Items from a data source
___

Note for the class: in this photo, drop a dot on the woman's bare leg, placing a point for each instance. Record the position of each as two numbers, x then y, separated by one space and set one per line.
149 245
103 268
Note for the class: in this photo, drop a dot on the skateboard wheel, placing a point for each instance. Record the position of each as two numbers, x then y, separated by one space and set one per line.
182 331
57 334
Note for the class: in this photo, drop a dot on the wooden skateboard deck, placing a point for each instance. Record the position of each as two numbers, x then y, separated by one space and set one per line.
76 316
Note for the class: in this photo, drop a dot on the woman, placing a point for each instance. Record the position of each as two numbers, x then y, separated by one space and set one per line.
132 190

___

Task → An exact copy of all the entries is the required answer.

Exercise output →
Note for the class: in this photo, drop a dot on the woman's bare leg, placing a point for each instance. Record the position of each as two numbers, x then y, separated by one space and set one per line.
149 245
103 268
Note for the class: in this photo, drop a dot on the skateboard wheel, placing a point for each instance. Record the position of each as two numbers, x then y, separated by one space and set one per line.
182 331
57 334
Note for the class: in this photo, drop a dot on the wooden skateboard deck, placing a point for each instance. Record the position of each as two numbers, x then y, separated by one space and set one per line.
76 316
Note for the class: in this photo, drop a dot on the woman, placing a point for each instance. Record the position of each as two numbers, x then y, separated by one space and set one per line.
132 190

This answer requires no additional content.